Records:

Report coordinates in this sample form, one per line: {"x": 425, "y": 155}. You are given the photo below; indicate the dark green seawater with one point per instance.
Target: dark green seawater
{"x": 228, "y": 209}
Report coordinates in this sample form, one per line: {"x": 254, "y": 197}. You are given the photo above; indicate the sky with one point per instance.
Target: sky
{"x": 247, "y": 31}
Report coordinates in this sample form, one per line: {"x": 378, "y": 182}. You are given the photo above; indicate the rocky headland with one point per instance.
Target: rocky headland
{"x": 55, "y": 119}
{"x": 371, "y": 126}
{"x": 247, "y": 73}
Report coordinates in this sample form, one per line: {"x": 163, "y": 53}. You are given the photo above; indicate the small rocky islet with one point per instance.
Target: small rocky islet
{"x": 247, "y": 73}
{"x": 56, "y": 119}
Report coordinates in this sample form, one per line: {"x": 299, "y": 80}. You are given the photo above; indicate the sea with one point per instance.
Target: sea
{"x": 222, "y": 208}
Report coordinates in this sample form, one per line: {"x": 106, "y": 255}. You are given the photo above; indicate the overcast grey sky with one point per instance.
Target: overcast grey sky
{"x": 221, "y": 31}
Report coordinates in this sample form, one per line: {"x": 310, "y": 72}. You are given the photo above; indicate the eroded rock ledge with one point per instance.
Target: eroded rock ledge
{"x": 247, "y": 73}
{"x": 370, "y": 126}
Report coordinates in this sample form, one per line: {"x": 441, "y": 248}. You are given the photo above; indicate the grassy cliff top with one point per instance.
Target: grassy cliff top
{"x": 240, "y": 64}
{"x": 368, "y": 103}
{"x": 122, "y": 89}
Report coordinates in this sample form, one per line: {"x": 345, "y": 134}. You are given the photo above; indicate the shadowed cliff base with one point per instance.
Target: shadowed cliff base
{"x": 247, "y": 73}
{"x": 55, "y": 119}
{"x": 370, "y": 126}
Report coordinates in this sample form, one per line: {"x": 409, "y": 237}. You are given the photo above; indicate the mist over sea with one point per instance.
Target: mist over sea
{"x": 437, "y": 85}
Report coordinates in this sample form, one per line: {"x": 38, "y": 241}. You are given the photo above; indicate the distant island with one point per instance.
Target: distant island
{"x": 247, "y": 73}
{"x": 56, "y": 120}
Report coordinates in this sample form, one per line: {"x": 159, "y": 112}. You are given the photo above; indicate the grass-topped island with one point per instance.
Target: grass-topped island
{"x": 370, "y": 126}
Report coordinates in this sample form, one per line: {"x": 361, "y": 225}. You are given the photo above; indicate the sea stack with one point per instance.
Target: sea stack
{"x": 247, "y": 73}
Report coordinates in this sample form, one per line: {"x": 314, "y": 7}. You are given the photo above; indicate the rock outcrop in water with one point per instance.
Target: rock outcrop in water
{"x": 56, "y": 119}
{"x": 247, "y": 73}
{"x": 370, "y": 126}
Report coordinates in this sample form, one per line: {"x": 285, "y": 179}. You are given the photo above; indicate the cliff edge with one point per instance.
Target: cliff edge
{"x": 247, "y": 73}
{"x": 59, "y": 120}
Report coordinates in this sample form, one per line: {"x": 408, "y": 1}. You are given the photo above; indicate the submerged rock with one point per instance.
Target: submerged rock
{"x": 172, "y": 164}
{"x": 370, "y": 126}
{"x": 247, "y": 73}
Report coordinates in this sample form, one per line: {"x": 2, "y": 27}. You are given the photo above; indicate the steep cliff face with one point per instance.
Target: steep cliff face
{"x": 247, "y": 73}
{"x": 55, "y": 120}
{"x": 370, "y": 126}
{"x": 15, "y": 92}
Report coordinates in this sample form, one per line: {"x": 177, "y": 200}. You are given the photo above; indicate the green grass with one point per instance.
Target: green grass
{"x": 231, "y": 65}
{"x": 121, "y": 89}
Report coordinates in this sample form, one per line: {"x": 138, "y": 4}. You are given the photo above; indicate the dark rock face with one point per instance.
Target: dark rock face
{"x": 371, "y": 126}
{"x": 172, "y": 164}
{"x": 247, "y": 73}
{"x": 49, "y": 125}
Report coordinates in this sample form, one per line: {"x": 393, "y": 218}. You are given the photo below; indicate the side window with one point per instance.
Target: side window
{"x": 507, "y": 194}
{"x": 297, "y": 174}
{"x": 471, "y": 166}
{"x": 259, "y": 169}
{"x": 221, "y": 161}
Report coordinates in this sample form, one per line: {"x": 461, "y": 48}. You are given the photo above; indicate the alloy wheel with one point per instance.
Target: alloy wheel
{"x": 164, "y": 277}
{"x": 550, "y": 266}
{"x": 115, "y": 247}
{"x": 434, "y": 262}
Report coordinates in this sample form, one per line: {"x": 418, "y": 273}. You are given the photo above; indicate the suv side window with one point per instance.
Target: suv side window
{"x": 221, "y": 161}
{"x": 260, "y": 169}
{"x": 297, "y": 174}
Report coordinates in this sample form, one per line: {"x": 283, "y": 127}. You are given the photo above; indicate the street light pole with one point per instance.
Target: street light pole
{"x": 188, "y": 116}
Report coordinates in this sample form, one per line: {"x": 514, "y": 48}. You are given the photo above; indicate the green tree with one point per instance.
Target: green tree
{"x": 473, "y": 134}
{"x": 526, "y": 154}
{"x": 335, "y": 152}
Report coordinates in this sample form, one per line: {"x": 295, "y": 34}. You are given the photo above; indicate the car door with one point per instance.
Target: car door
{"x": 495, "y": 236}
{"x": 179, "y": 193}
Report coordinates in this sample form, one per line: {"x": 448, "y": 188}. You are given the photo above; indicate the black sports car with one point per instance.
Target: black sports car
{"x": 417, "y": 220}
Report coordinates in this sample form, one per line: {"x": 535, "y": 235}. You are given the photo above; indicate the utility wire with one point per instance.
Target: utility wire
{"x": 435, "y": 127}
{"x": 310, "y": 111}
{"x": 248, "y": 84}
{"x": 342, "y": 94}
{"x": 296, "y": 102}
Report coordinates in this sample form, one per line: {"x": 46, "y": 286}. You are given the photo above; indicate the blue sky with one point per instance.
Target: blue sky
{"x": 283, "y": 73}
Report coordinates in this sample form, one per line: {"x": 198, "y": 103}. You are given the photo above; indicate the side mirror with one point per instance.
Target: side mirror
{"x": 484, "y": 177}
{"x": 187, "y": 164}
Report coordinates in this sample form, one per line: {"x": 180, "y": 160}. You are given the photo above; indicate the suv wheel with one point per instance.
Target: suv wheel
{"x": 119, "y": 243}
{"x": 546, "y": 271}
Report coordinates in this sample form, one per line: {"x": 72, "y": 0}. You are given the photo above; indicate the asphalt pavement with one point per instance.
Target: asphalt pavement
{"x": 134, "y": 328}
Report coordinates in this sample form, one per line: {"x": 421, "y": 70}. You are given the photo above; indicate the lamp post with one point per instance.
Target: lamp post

What the exercise asks:
Reproduce the material above exactly; please quote every line of it.

Result for this exercise:
Report coordinates in this sample form, one per line: {"x": 425, "y": 155}. You are given the photo below; indicate the dark green seawater with one point per instance.
Target: dark green seawater
{"x": 228, "y": 209}
Report coordinates in this sample form, one per line: {"x": 254, "y": 197}. You are given the photo above; indicate the sky with one point per instance.
Target: sky
{"x": 247, "y": 31}
Report coordinates in this sample form, one per line: {"x": 378, "y": 182}. You are given the photo above; indicate the rocky headland with one point per instance.
Target: rocky headland
{"x": 55, "y": 119}
{"x": 371, "y": 126}
{"x": 247, "y": 73}
Report coordinates in this sample form, one per line: {"x": 163, "y": 53}. You are given the photo above; indicate the small rocky islet with one point per instance.
Target: small rocky islet
{"x": 247, "y": 73}
{"x": 56, "y": 119}
Report coordinates in this sample form, one per line: {"x": 299, "y": 80}. You are given the photo above; indicate the sea with one point per instance.
Target: sea
{"x": 222, "y": 208}
Report coordinates in this sample form, one per line: {"x": 106, "y": 255}. You are given the photo above; indicate the overcast grey sky with one point per instance.
Target: overcast grey sky
{"x": 221, "y": 31}
Report coordinates in this sample form, one per line: {"x": 310, "y": 72}. You are given the photo above; indicate the eroded rock ledge with one point per instance.
Target: eroded rock ledge
{"x": 247, "y": 73}
{"x": 370, "y": 126}
Report coordinates in this sample form, one per line: {"x": 441, "y": 248}. You are given the photo above; indicate the grassy cliff top with one point per instance.
Target: grassy cliff top
{"x": 240, "y": 64}
{"x": 368, "y": 103}
{"x": 122, "y": 89}
Report coordinates in this sample form, one per line: {"x": 345, "y": 134}. You are given the photo above; indicate the shadowed cliff base with one point per instance.
Target: shadowed cliff base
{"x": 247, "y": 73}
{"x": 55, "y": 119}
{"x": 370, "y": 126}
Report coordinates in this sample form, one per line: {"x": 409, "y": 237}. You are given the photo above; indicate the mist over sea with one point per instance.
Target: mist over sea
{"x": 437, "y": 85}
Report coordinates in this sample form, one per line: {"x": 38, "y": 241}. You are given the photo above; indicate the distant island with one point per instance.
Target: distant island
{"x": 247, "y": 73}
{"x": 56, "y": 120}
Report coordinates in this sample form, one per line: {"x": 159, "y": 112}. You are given the photo above; indicate the grass-topped island with one point per instance.
Target: grass-topped island
{"x": 370, "y": 126}
Report coordinates in this sample form, one per line: {"x": 361, "y": 225}. You are given the photo above; indicate the sea stack with one point per instance.
Target: sea stack
{"x": 247, "y": 73}
Report coordinates in this sample form, one per line: {"x": 314, "y": 7}. You are given the photo above; indicate the rock outcrop in water with one point per instance.
Target: rock outcrop in water
{"x": 56, "y": 119}
{"x": 247, "y": 73}
{"x": 370, "y": 126}
Report coordinates in this sample form, one per line: {"x": 285, "y": 179}. You are given the photo above; indicate the cliff edge with one point per instance.
Target: cliff edge
{"x": 247, "y": 73}
{"x": 59, "y": 120}
Report coordinates in this sample form, one per line: {"x": 408, "y": 1}. You are given the photo above; indicate the submerged rock with one point per instance.
Target: submerged rock
{"x": 172, "y": 164}
{"x": 370, "y": 126}
{"x": 247, "y": 73}
Report coordinates in this sample form, one per line: {"x": 2, "y": 27}. You are given the photo above; indicate the steep cliff face with one point per instance.
Target: steep cliff face
{"x": 247, "y": 73}
{"x": 55, "y": 120}
{"x": 370, "y": 126}
{"x": 15, "y": 92}
Report coordinates in this sample form, one per line: {"x": 177, "y": 200}. You are given the photo above; indicate the green grass with one point per instance.
Target: green grass
{"x": 231, "y": 65}
{"x": 121, "y": 89}
Report coordinates in this sample form, one per line: {"x": 138, "y": 4}. You are given the photo above; indicate the dark rock face with one point per instance.
Target: dark rock face
{"x": 371, "y": 126}
{"x": 172, "y": 164}
{"x": 247, "y": 73}
{"x": 49, "y": 125}
Report coordinates in this sample form, one per line: {"x": 393, "y": 218}. You are given the photo below; indicate the side window with one point per instance.
Target: side window
{"x": 507, "y": 194}
{"x": 297, "y": 174}
{"x": 471, "y": 166}
{"x": 259, "y": 169}
{"x": 221, "y": 161}
Report coordinates in this sample form, one per line: {"x": 461, "y": 48}. You are given the photo above; indicate the alloy wheel with one point per instance.
Target: alloy wheel
{"x": 164, "y": 277}
{"x": 550, "y": 266}
{"x": 115, "y": 247}
{"x": 434, "y": 262}
Report coordinates in this sample form, one per line: {"x": 418, "y": 273}. You are given the photo above; indicate the suv side window with one point per instance.
Target: suv side window
{"x": 221, "y": 161}
{"x": 260, "y": 169}
{"x": 297, "y": 174}
Report coordinates in this sample form, one per line: {"x": 283, "y": 127}. You are given the photo above; indicate the street light pole with one point per instance.
Target: street light pole
{"x": 188, "y": 116}
Report coordinates in this sample form, one per line: {"x": 514, "y": 48}. You are given the photo above; indicate the green tree with one point per instance.
Target: green tree
{"x": 473, "y": 134}
{"x": 526, "y": 154}
{"x": 335, "y": 152}
Report coordinates in this sample form, one per line: {"x": 295, "y": 34}. You are given the photo above; indicate the car door with one point per instance.
Target: car door
{"x": 495, "y": 236}
{"x": 179, "y": 193}
Report coordinates in this sample form, one per line: {"x": 448, "y": 188}. You are given the photo above; indicate the black sports car with one point per instance.
Target: black sports car
{"x": 417, "y": 220}
Report coordinates in this sample form, one per line: {"x": 535, "y": 235}. You are given the photo above; indicate the utility wire with one point per instance.
Target: utility wire
{"x": 435, "y": 127}
{"x": 310, "y": 111}
{"x": 248, "y": 84}
{"x": 342, "y": 94}
{"x": 296, "y": 102}
Report coordinates in this sample form, one per line: {"x": 46, "y": 286}. You are given the photo above; indicate the blue sky with one point per instance.
Target: blue sky
{"x": 283, "y": 73}
Report coordinates in this sample form, one per line: {"x": 198, "y": 103}. You are given the photo above; indicate the side mirror with one point per instance.
Target: side mirror
{"x": 484, "y": 177}
{"x": 187, "y": 164}
Report coordinates in this sample form, one per line: {"x": 180, "y": 160}. You are given the photo above; indicate the suv wheel with one point per instance.
Target: suv wheel
{"x": 119, "y": 243}
{"x": 546, "y": 271}
Report coordinates in this sample form, one per line: {"x": 72, "y": 0}. You are given the photo above; indicate the asphalt pavement with one point per instance.
Target: asphalt pavement
{"x": 134, "y": 328}
Report coordinates in this sample form, one per line: {"x": 421, "y": 70}. You are given the photo above; indicate the lamp post with one point per instance.
Target: lamp post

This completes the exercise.